出題内容 1: 以下の香港プレミアリーグ開幕についての本文から、「僕たちYFCMDの所属する香」で始まり「強い意気込みを感じましたね。」で終わる部分をそのまま書き出してください。

本文部分:
====================

僕たちYFCMDの所属する香港プレミアリーグが12日に開幕しました。今季から香港の1部リーグはプレミアリーグと名称を変更し、新たなスタートをきります。昨季は八百長騒動でリーグが揺れた影響もあるのでしょう。今季は開幕前に選手向けのセミナーが開かれ、元浦和のDF西野努さんが、プロフェッショナルとしてのあり方について講演を聴く機会もありました。これまで香港ではリーグ全体で選手を指導する機会はなかっただけに、再出発にかける強い意気込みを感じましたね。
(写真:現地での告知も盛んに行われている)

 とはいえ、僕たちの開幕戦は27日とまだ先。9クラブによるリーグ戦で変則的な組み合わせになっている上、韓国・仁川で開かれるアジア大会にU-21代表に僕たちのクラブから6人も選出されているため、予定されていた試合が延期になりました。

====================

保存された記録:
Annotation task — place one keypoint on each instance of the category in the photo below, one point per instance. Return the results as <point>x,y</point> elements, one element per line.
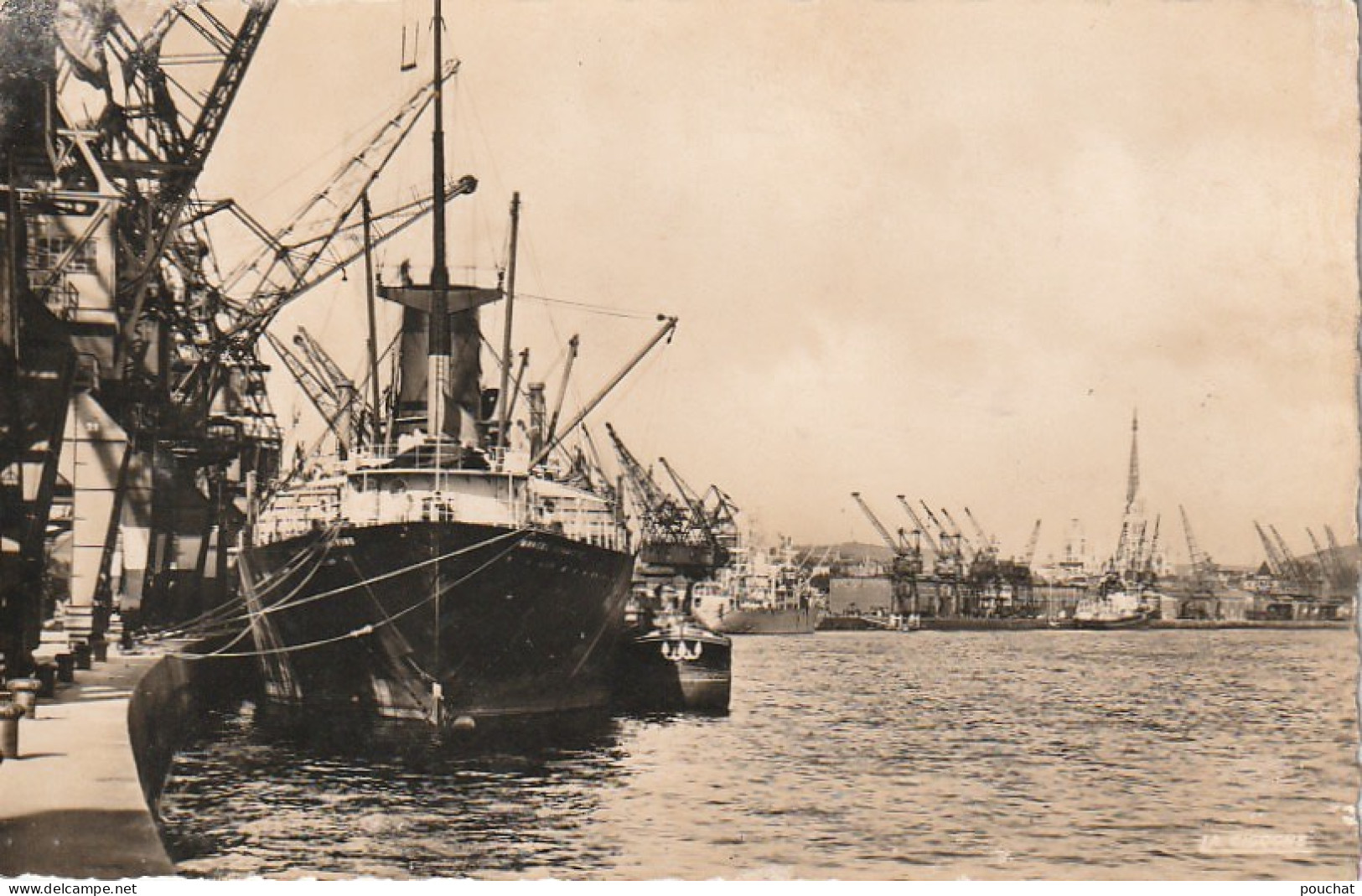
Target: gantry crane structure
<point>671,540</point>
<point>109,116</point>
<point>112,293</point>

====================

出題内容 2: 上の記録の冒頭から「<point>671,540</point>」を含む行までを、一字一句変えずに出力してください。画像は回答に含めないでください。

回答全文 1:
僕たちYFCMDの所属する香港プレミアリーグが12日に開幕しました。今季から香港の1部リーグはプレミアリーグと名称を変更し、新たなスタートをきります。昨季は八百長騒動でリーグが揺れた影響もあるのでしょう。今季は開幕前に選手向けのセミナーが開かれ、元浦和のDF西野努さんが、プロフェッショナルとしてのあり方について講演を聴く機会もありました。これまで香港ではリーグ全体で選手を指導する機会はなかっただけに、再出発にかける強い意気込みを感じましたね。

回答全文 2:
Annotation task — place one keypoint on each instance of the category in the photo below, one point per instance. Return the results as <point>x,y</point> elements, one element per line.
Target: gantry crane structure
<point>671,540</point>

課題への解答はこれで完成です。